# PROBLEM DETAILS
Below are records; copy every line in them that holds the word "instance".

# RAW DATA
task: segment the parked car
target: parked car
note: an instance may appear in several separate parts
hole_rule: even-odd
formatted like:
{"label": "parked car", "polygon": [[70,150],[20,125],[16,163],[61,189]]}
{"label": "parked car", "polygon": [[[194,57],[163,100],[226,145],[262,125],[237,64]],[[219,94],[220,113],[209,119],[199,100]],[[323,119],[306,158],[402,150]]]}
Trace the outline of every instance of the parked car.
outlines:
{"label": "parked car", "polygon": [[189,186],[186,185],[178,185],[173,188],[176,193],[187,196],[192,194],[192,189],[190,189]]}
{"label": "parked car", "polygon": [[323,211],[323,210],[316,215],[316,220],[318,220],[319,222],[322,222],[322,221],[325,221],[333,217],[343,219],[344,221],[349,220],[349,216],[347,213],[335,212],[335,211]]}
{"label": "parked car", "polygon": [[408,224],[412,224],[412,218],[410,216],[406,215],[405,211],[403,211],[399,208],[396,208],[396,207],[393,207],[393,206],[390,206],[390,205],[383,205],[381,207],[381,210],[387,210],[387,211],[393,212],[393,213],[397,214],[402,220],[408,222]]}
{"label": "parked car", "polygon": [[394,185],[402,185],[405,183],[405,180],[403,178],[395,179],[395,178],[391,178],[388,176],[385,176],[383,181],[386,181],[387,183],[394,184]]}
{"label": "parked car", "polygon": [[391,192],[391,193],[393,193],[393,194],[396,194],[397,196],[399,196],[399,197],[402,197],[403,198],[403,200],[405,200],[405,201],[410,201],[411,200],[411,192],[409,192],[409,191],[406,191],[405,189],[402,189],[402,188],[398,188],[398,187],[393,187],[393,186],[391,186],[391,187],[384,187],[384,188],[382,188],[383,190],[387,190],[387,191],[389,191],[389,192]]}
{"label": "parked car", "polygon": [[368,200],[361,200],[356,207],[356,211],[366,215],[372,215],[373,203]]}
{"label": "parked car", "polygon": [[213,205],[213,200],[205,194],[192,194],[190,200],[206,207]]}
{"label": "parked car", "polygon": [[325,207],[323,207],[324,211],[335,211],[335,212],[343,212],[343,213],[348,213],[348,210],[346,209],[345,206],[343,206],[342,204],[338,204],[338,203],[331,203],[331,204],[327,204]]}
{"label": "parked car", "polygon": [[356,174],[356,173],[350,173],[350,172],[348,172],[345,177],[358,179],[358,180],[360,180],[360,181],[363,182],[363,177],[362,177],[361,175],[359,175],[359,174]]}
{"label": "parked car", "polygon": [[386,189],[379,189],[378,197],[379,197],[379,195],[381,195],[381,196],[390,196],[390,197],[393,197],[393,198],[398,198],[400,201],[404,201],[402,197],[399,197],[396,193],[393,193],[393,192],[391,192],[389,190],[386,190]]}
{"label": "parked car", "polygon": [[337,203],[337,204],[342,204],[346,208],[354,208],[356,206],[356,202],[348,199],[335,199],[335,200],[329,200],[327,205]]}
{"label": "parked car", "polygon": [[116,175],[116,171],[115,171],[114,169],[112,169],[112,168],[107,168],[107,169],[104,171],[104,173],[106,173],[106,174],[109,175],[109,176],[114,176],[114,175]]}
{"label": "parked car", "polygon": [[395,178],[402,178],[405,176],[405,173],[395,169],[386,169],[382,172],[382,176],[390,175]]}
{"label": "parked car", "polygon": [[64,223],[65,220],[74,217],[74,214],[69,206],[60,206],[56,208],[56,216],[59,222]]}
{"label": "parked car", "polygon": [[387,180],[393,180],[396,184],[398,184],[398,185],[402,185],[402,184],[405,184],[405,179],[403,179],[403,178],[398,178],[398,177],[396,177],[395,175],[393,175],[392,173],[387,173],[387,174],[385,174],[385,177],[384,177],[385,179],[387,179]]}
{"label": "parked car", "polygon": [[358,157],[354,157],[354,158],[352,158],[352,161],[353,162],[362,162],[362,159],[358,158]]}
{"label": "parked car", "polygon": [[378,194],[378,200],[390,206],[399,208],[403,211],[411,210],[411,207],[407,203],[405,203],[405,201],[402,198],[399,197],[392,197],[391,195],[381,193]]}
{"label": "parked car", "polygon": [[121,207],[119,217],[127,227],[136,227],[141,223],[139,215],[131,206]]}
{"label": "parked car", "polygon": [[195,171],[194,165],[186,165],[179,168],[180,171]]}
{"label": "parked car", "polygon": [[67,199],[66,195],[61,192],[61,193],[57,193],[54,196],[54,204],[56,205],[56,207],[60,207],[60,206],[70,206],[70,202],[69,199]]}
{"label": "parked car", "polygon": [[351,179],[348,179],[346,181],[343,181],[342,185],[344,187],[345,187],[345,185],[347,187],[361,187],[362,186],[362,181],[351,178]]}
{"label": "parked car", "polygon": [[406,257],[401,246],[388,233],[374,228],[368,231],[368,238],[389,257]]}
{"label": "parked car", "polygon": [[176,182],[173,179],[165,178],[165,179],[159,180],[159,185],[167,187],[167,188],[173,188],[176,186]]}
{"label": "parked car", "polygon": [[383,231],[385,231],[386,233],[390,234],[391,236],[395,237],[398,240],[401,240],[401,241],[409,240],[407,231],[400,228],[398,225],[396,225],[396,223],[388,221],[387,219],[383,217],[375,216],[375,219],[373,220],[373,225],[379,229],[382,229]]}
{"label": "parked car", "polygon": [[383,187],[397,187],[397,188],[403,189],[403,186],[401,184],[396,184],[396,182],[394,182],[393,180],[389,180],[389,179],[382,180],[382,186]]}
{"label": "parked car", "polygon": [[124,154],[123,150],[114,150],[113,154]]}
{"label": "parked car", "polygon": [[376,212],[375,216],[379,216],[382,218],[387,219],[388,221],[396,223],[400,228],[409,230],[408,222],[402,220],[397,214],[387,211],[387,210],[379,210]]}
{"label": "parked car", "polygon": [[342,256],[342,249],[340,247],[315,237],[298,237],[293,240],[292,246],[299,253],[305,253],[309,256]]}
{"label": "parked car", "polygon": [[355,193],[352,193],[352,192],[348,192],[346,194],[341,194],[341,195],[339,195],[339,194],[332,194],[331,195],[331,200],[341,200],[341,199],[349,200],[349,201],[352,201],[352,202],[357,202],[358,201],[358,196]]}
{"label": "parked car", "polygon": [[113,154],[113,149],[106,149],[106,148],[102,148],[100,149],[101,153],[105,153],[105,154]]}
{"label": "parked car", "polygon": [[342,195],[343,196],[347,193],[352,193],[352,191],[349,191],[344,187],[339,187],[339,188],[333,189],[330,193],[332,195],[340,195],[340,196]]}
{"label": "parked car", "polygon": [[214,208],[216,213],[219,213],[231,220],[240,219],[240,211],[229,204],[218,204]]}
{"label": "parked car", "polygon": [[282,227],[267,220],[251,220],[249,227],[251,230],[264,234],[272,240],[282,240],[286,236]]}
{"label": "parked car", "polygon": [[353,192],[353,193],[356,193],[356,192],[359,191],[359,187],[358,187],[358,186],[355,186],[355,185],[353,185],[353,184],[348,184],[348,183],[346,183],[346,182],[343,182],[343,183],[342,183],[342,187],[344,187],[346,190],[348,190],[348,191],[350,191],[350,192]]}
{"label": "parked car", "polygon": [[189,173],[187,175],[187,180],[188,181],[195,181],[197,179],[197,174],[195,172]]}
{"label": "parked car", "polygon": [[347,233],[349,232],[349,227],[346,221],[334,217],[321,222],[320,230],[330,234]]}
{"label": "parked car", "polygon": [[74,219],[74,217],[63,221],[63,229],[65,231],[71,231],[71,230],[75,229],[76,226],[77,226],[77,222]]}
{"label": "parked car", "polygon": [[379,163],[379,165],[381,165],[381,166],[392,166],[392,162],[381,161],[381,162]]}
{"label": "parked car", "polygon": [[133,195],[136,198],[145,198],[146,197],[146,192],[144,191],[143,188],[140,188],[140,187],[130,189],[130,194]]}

# ANSWER SPACE
note: an instance may appear in several separate parts
Trace the outline of every instance of the parked car.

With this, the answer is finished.